Exercise instructions ▸ Gather every line in the records below that contains the string "flower", treating uppercase and lowercase letters as different.

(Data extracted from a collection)
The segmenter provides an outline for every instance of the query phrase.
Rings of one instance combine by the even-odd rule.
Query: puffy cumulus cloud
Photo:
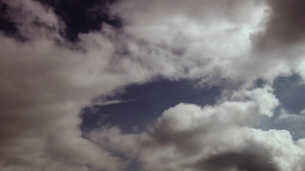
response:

---

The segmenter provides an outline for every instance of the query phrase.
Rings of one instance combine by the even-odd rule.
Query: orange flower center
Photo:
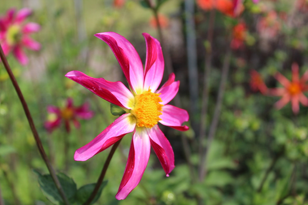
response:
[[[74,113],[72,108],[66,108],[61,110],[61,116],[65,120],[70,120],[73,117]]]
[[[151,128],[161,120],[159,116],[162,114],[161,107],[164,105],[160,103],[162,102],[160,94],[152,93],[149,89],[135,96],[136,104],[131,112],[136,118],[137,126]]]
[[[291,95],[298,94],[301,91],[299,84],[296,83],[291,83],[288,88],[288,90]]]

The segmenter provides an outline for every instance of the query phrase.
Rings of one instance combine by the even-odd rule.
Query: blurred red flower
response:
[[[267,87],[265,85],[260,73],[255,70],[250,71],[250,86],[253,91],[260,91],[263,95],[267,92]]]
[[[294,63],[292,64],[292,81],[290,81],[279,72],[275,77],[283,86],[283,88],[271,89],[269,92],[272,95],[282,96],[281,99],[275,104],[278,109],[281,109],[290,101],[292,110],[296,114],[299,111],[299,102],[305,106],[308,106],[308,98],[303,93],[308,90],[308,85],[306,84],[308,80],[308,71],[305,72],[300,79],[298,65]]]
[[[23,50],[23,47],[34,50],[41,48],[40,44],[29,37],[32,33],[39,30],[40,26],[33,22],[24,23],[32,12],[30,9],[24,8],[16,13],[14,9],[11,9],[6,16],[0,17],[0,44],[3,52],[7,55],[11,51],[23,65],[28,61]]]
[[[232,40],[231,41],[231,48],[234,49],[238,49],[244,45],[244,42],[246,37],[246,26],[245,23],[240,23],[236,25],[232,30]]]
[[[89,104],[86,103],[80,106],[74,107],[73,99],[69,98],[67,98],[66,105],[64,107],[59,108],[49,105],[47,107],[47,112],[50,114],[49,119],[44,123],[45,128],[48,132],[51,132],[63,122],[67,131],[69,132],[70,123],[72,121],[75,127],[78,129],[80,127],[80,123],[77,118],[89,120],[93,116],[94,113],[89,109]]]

==

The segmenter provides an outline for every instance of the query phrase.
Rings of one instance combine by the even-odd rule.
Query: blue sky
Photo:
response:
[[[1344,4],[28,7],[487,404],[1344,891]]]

Answer to the task ▸
Query: orange flower center
Query: blurred red flower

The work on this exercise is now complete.